**課題の説明**:
下に示す資料の抜粋のうち、「AlloyDB は、プライベート サービス」から「アドレスがなくても AlloyDB リソースにアクセスできます。」までの部分を、終わりの語句も含めて一字一句違えずに書き写してください。

**資料の抜粋**:
---*---

1. 概要
このラボでは、GKE Autopilot で稼働する Pod を持つ 2 層マイクロサービスをデプロイし、AlloyDB データベースのプライベート インスタンスに接続します。カスタマー サービス アプリケーションは Cymbal Eats システムの一部であり、登録ユーザーを管理する機能を提供します。カスタマー サービス アプリケーションは、Quarkus フレームワークを使用する Java ベースのマイクロサービスです。
AlloyDB は、プライベート サービス アクセス用に構成されたプライベート内部 IP アドレスを介したネットワーク接続をサポートしています。
プライベート サービス アクセスは、VPC ネットワークと、AlloyDB リソース(クラスタとインスタンス)が存在する基盤となる Google Cloud VPC ネットワークとの間の VPC ピアリング接続として実装されます。プライベート接続を使用すると、VPC ネットワーク内のリソースは、内部 IP アドレスを使用して排他的にアクセスする AlloyDB リソースと通信できます。VPC ネットワーク内のリソースは、インターネット アクセスや外部 IP アドレスがなくても AlloyDB リソースにアクセスできます。

---*---

**保存データ**:
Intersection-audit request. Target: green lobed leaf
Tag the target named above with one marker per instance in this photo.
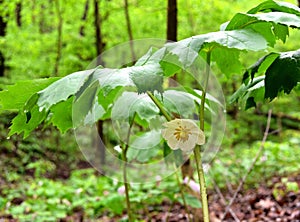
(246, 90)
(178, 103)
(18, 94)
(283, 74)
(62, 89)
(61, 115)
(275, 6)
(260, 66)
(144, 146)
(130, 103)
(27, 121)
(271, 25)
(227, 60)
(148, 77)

---*---

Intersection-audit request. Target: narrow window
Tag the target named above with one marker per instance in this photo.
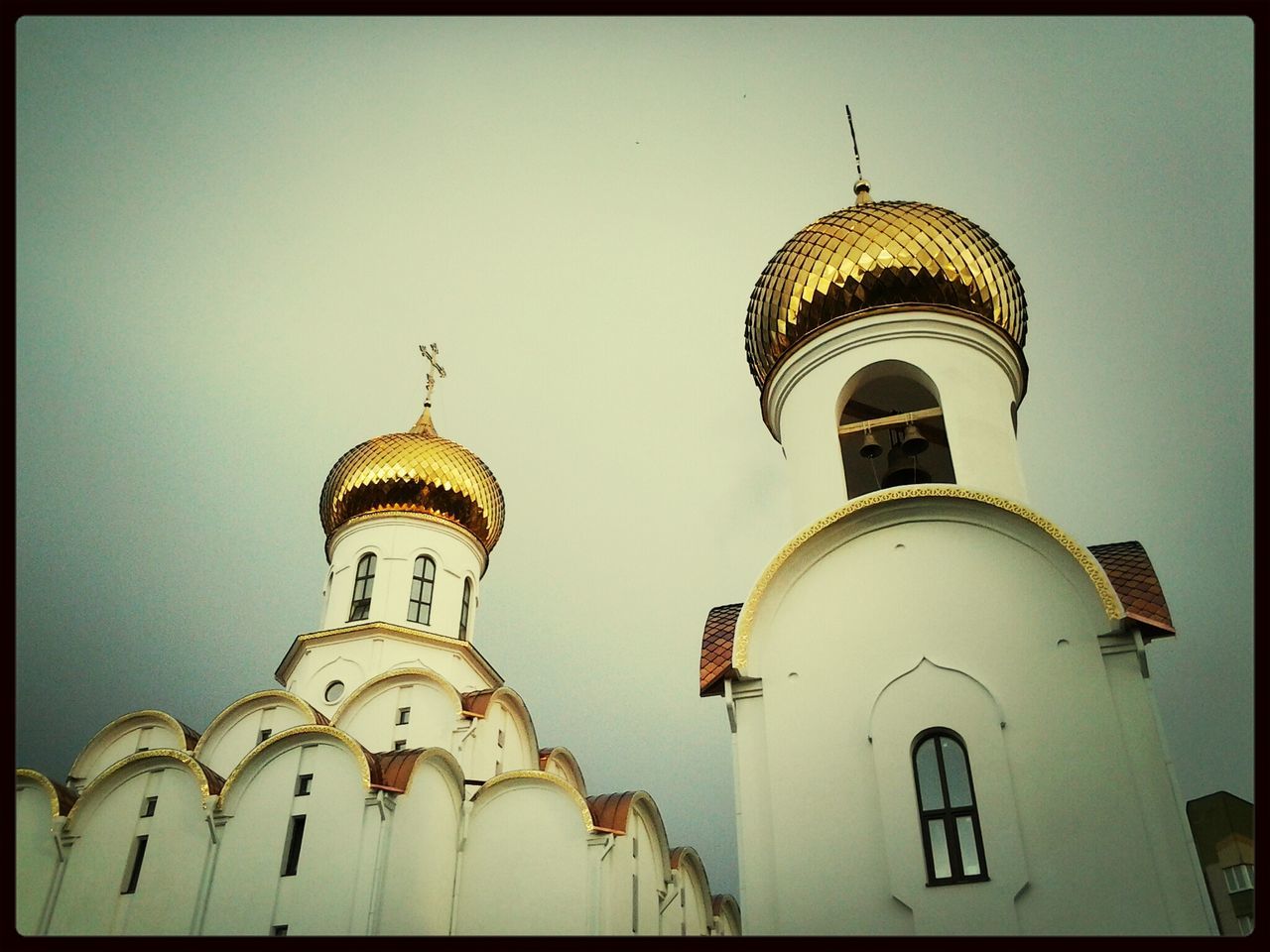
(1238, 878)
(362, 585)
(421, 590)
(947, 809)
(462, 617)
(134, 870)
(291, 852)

---*---

**課題の解答**:
AlloyDB は、プライベート サービス アクセス用に構成されたプライベート内部 IP アドレスを介したネットワーク接続をサポートしています。
プライベート サービス アクセスは、VPC ネットワークと、AlloyDB リソース(クラスタとインスタンス)が存在する基盤となる Google Cloud VPC ネットワークとの間の VPC ピアリング接続として実装されます。プライベート接続を使用すると、VPC ネットワーク内のリソースは、内部 IP アドレスを使用して排他的にアクセスする AlloyDB リソースと通信できます。VPC ネットワーク内のリソースは、インターネット アクセスや外部 IP アドレスがなくても AlloyDB リソースにアクセスできます。